━━ Supplied entries ━━
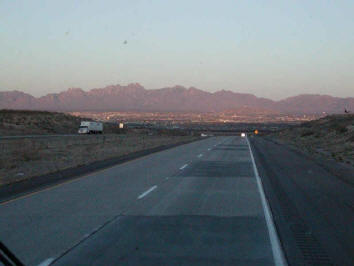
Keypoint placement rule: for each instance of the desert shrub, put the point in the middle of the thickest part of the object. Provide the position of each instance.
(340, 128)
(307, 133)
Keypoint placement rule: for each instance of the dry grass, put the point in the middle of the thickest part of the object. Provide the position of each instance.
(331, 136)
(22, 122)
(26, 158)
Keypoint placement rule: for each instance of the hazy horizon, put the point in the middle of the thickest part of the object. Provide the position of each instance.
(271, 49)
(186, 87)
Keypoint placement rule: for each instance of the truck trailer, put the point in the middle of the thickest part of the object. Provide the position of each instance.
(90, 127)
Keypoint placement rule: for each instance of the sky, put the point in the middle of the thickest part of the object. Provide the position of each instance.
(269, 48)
━━━
━━ Supplied entries ━━
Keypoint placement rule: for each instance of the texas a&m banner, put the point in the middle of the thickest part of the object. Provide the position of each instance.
━━━
━━ Supplied entries ━━
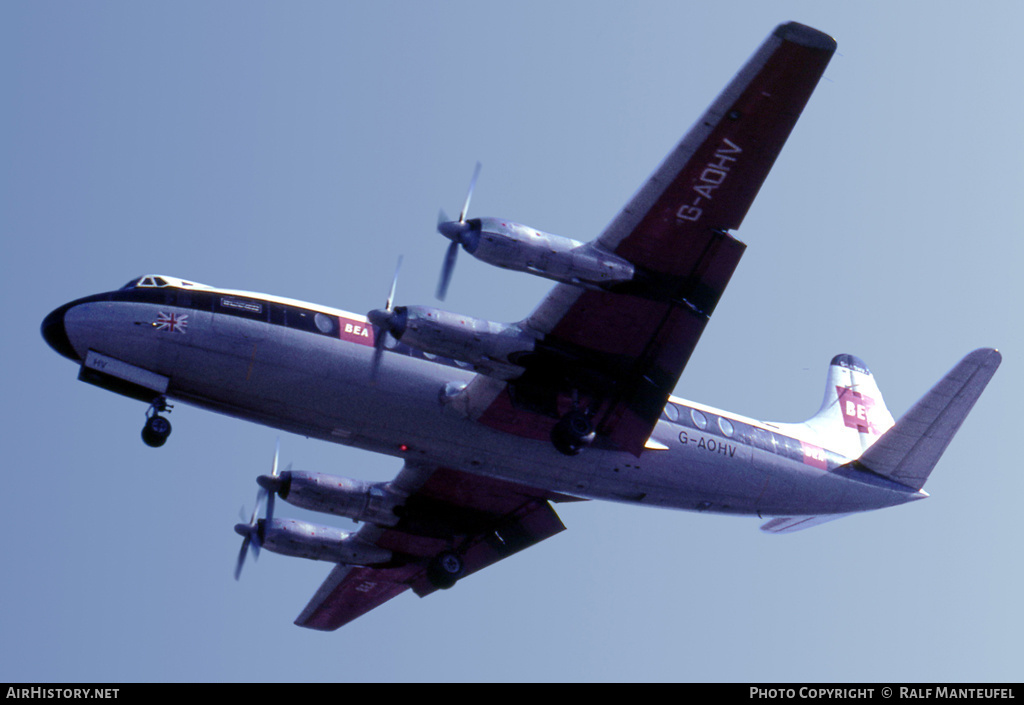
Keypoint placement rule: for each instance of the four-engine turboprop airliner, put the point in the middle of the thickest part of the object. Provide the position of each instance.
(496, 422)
━━━
Given problem:
Find each line in the entries above that contains the word "part" and copy those lines.

Task answer:
Keypoint placement rule: for each instance of the desert shrub, put the point in the middle of the thickest part of the object. Provide the position of each instance.
Keypoint placement rule: for each instance of the dry grass, put the point in the middle of the thickest part of the object. Provide the position of each instance.
Keypoint placement rule: for each instance of the hazy horizon, put the point in the middle of the thickest part of the object. Provide the position of each instance.
Keypoint placement rule: for each instance of the truck trailer, put the point in the middle of the thickest part of the object. Provide the position of each instance.
Keypoint placement rule: for each instance of the sky, put the point in the middle of the thickest part of the object. Provide the position of each instance.
Keypoint placement rule: for each instance of the texas a&m banner, put the point in the middle of the thickest part of the object. Provide the position of each instance.
Keypoint placement rule: for each instance of the four-engine turboprop airliner, put the point in the middle of the thickest part of the object. Provide the position of each instance.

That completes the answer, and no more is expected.